Saved entries
____________________

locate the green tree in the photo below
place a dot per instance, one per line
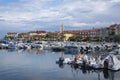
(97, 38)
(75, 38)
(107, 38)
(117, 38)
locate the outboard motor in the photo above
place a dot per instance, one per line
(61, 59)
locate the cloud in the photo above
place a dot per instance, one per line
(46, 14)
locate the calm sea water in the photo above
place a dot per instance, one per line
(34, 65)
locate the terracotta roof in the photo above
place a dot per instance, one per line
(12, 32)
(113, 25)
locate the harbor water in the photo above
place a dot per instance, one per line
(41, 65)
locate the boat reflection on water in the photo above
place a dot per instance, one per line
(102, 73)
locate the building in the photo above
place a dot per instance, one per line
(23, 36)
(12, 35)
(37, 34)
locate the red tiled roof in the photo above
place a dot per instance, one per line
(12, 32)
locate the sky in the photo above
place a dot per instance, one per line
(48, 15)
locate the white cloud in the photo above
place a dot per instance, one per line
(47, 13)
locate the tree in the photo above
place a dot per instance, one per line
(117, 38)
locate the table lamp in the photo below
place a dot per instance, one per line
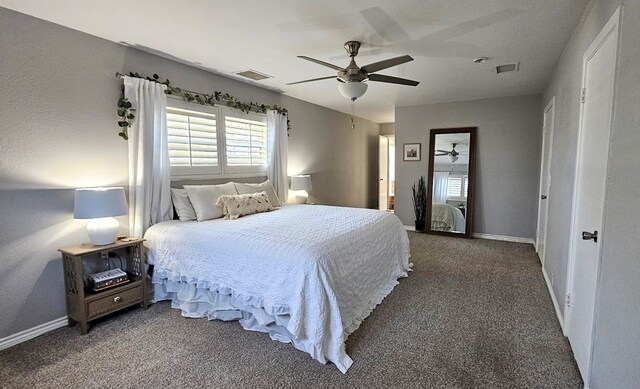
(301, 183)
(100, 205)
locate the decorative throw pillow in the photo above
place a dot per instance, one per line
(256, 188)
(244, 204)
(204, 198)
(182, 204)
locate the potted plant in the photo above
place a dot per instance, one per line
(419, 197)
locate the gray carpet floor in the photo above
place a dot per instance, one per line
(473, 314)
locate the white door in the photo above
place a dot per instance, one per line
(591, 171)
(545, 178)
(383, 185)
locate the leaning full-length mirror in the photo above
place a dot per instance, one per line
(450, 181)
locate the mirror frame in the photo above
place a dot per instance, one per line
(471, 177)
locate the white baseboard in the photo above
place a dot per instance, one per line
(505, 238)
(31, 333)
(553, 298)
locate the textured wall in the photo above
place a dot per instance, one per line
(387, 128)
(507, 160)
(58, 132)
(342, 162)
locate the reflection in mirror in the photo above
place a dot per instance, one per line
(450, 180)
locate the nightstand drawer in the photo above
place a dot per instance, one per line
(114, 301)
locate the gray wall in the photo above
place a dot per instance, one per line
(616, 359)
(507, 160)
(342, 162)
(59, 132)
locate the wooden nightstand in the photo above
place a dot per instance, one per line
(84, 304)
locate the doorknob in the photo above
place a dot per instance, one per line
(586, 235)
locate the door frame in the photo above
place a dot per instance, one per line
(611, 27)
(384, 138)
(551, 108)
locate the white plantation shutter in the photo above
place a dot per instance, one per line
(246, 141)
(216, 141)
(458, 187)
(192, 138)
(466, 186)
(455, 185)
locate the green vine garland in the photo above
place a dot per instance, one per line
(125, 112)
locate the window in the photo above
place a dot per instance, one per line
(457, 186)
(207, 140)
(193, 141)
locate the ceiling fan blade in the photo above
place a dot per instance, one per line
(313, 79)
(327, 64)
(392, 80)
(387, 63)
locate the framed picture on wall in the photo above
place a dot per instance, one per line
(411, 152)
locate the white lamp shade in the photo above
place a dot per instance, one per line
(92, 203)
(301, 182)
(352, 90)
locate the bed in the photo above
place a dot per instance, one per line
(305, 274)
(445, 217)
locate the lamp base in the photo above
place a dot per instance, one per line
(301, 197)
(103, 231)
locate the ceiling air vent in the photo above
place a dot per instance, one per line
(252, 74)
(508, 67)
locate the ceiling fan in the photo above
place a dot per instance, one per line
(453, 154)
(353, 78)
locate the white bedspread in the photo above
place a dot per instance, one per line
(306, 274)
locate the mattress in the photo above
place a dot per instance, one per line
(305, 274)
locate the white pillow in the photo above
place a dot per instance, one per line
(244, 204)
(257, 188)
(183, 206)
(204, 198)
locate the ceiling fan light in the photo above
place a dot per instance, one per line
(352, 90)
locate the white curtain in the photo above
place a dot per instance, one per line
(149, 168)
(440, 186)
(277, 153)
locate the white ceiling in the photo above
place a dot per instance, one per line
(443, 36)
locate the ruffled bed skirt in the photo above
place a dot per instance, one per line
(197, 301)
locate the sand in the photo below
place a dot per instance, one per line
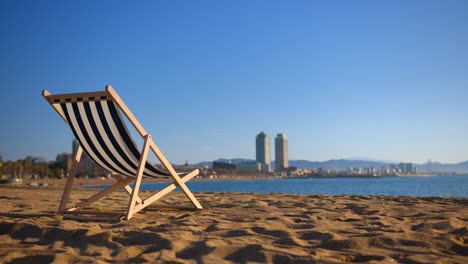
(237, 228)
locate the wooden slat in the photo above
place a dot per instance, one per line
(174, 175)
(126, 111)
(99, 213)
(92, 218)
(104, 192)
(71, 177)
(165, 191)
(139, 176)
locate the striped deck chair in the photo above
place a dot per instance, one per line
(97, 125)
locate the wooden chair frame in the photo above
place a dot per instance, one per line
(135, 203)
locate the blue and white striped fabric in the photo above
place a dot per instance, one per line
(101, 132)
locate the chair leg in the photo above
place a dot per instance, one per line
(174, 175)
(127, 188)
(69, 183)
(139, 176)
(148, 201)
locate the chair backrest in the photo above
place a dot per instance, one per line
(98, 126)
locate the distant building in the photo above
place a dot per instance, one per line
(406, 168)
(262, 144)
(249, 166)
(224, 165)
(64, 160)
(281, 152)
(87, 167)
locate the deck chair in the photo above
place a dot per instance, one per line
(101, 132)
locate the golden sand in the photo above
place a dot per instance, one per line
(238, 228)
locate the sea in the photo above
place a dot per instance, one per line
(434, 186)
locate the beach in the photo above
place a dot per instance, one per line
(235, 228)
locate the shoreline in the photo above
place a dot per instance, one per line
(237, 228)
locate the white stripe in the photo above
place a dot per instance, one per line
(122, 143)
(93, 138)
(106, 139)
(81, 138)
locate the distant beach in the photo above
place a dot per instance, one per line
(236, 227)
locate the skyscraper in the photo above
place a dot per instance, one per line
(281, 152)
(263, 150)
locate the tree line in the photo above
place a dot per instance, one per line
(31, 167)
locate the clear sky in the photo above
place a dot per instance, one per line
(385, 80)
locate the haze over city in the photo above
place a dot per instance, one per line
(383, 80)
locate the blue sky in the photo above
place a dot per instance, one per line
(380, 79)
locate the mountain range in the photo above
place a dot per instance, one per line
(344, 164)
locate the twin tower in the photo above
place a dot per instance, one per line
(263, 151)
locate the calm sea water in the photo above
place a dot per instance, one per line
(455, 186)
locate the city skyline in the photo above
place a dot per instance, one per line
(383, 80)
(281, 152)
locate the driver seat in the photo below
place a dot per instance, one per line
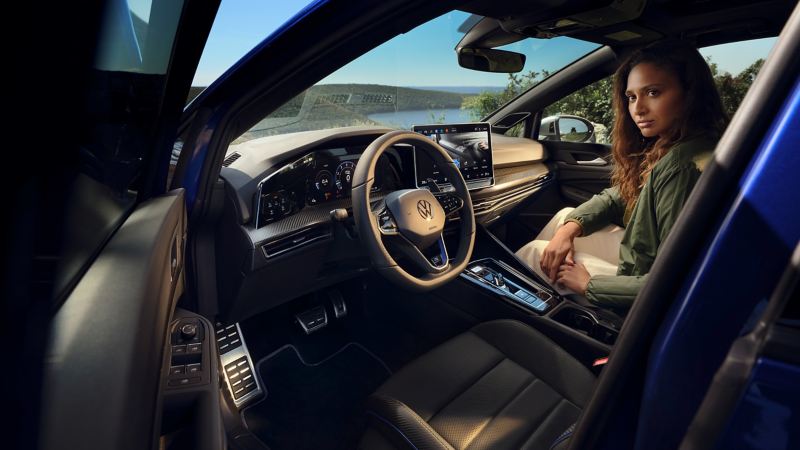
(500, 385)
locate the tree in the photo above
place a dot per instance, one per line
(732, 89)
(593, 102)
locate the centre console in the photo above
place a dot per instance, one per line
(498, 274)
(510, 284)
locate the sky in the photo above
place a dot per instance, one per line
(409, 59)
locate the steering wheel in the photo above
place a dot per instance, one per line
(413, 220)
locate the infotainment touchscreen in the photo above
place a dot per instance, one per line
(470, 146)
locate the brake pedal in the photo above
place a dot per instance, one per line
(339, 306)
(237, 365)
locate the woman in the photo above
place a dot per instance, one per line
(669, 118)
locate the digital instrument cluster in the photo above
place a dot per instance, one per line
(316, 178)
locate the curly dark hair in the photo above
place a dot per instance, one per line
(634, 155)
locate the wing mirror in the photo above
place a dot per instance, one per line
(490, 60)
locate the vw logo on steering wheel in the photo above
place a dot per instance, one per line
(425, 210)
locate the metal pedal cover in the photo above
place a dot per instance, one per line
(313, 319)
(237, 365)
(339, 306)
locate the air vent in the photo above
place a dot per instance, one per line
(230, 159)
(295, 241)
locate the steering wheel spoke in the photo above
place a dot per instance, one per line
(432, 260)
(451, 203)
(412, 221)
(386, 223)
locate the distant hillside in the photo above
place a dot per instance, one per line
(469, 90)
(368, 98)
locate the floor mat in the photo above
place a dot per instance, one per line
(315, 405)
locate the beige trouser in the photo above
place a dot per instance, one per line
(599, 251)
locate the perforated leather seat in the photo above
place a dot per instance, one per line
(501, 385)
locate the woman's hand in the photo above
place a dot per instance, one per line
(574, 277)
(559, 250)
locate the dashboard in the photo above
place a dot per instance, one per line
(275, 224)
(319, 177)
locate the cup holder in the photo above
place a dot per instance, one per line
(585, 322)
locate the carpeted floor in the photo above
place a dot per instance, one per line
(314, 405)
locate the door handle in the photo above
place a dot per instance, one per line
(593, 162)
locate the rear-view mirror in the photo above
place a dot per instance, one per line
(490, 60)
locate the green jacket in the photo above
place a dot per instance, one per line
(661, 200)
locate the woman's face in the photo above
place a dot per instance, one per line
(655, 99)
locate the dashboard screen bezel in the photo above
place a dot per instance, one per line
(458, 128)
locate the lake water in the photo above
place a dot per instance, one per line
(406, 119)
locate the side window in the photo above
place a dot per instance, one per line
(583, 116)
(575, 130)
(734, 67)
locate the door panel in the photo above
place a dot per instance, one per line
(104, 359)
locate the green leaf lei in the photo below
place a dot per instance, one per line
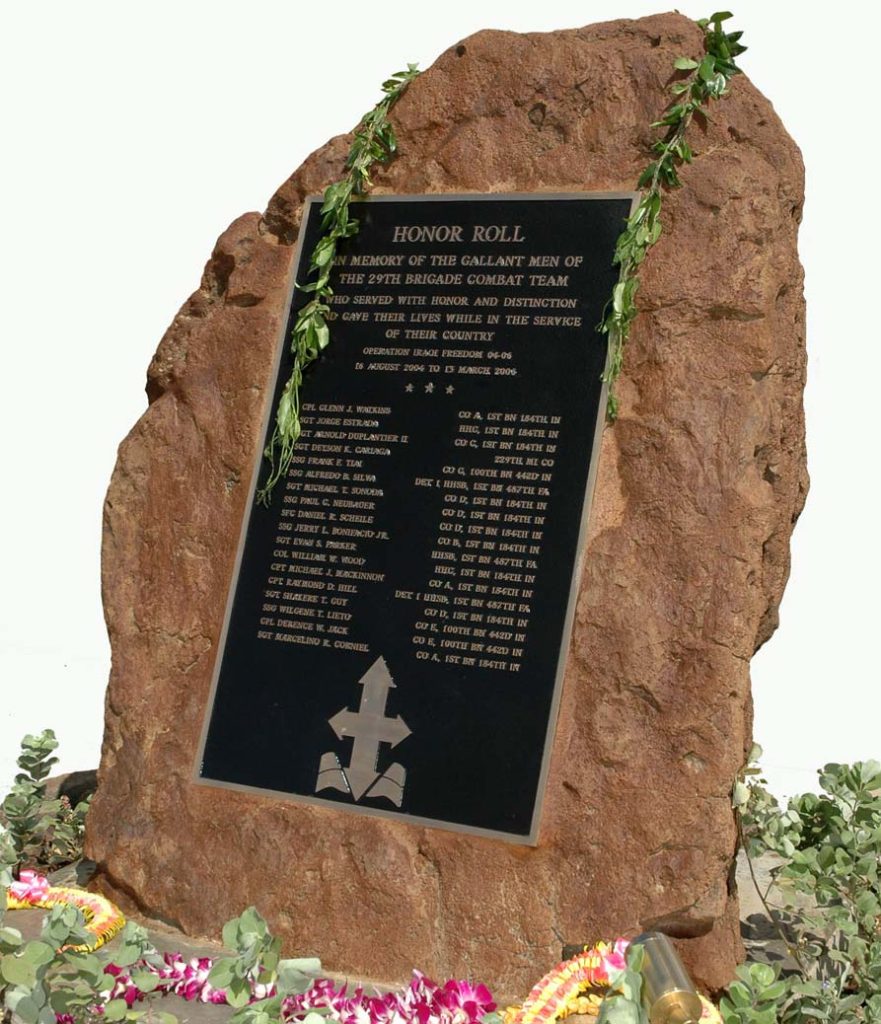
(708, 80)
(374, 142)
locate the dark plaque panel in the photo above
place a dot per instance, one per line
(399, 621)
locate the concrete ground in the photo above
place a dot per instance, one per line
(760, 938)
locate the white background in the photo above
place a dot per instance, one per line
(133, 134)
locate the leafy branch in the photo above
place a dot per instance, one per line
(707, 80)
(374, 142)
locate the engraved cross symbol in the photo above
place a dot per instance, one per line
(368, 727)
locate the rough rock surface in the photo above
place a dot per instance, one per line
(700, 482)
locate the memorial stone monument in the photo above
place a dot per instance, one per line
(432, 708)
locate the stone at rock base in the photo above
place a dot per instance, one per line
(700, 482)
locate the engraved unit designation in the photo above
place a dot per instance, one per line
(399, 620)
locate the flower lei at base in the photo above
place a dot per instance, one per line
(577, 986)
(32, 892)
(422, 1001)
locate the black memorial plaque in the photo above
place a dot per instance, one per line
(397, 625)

____________________

Reproduce exactly the entries above, limited to the lines from the one with "locate the ceiling fan blade" through the one with "locate the white bedspread in the photo above", both included.

RESULT OF THE TASK
locate the ceiling fan blade in the photo above
place a dot per instance, one per line
(313, 79)
(327, 64)
(392, 80)
(387, 63)
locate the framed picture on wall in the photo above
place a dot per instance, one per line
(411, 152)
locate the white lamp shade in the photo above
place a dot per instance, one per line
(92, 203)
(301, 182)
(352, 90)
locate the bed in the photo above
place a dot per instance, one per line
(305, 274)
(445, 217)
locate the lamp base in the photo above
place a dot per instance, one per line
(301, 197)
(103, 231)
locate the ceiling air vent in the photo above
place a dot per instance, one per line
(252, 74)
(508, 67)
locate the ceiling fan in the photo above
place a dot per instance, one per line
(453, 154)
(353, 78)
locate the white bedspread in the photo above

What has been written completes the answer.